Text extract |
··········
November 14, 2007

Options, Embargoes, and Exemptions in Commercial Microfilm Publishing


As I’ve described elsewhere, commercial microfilm products largely comprise content from libraries or print publishers (such as newspapers or periodicals). Just a day ago, I had a phone call with an institutional contact about a proposed microfilm venture. In the course of our conversation, I reviewed several key issues affecting products of this nature. A summary of some of these should illuminate the available options and trade-offs for institutions and publishers about to engage with one another in a microfilm publishing arrangement.

ROFOs and ROFRs


Prior to the mid-1980s, and sometimes even later, micropublishers rarely included digital rights in their microfilm contracts. In the last decade, they no longer overlook this opportunity, especially those with the financial wherewithal to go digital or hopeful of eventually getting there. As a consequence, commercial microfilm publishing contracts commonly include provisions concerning the possibility of a digital edition. The simplest approach to addressing a digital version of a microfilm product is to include a “digital option.” Options come in various forms and follow standard legal practice. My contracts often included a right of first offer (ROFO), which grants the publisher the right to bid first in good faith on a digital project in the event that the content owner opts or a third party offers to digitize the content, whether for free or for fee. A variant is the right of first refusal (ROFR). This tends to be more restrictive because in this arrangement the content owner must give the publisher the right to match or meet any possible offer, especially from a third party. In the current climate, library sources find ROFOs more acceptable because they want the latitude to publish their content for free and not be subject to the restrictions (and obligations) implied in an ROFR.
··········
Brief a |
Could you repeat every one of the entries below word for word, leaving the pictures out of your answer?
··········
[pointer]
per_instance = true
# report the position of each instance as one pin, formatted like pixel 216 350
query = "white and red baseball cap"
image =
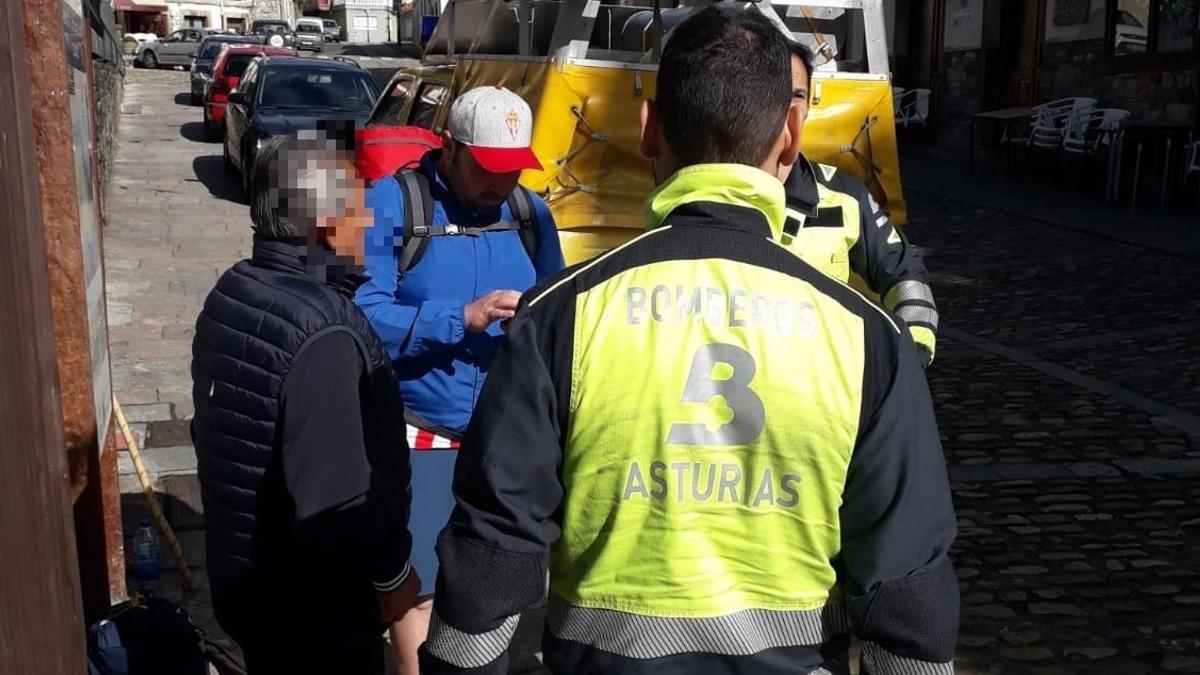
··········
Brief b |
Can you reproduce a stretch of the microfilm publishing text above word for word, beginning at the words "As I’ve described" and stopping after "microfilm publishing arrangement."?

Solution a |
[pointer]
per_instance = true
# report the position of each instance as one pin, formatted like pixel 216 350
query = "white and red baseball cap"
image =

Solution b |
As I’ve described elsewhere, commercial microfilm products largely comprise content from libraries or print publishers (such as newspapers or periodicals). Just a day ago, I had a phone call with an institutional contact about a proposed microfilm venture. In the course of our conversation, I reviewed several key issues affecting products of this nature. A summary of some of these should illuminate the available options and trade-offs for institutions and publishers about to engage with one another in a microfilm publishing arrangement.